DATA SECTION:
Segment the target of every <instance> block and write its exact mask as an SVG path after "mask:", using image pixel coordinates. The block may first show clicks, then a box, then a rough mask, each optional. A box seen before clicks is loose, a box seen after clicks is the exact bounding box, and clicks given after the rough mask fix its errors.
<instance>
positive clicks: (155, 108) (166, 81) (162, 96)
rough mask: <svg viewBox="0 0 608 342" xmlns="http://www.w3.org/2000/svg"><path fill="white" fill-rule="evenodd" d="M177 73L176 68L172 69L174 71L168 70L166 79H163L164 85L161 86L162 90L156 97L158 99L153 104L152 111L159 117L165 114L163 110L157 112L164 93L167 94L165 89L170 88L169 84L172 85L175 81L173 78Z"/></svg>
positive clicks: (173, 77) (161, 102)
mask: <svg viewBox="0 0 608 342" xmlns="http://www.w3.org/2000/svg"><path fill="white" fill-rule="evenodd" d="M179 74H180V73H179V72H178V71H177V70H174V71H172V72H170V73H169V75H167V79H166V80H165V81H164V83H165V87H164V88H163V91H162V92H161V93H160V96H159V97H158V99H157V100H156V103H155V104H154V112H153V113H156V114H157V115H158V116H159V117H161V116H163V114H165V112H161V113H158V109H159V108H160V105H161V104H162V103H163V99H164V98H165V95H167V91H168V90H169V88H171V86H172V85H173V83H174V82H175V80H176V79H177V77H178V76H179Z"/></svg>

WHAT IS BEING ASKED: Only lines that contain the string "instance" count; pick each one out of the records and copy it.

RESPONSE AREA:
Segment the target of every <instance> block and write its exact mask as an SVG path after "mask:", using image pixel coordinates. The block may first show clicks, then a box, then a rough mask, each optional. A box seen before clicks is loose, a box seen after clicks is the exact bounding box, and clicks given after the rough mask fix its errors.
<instance>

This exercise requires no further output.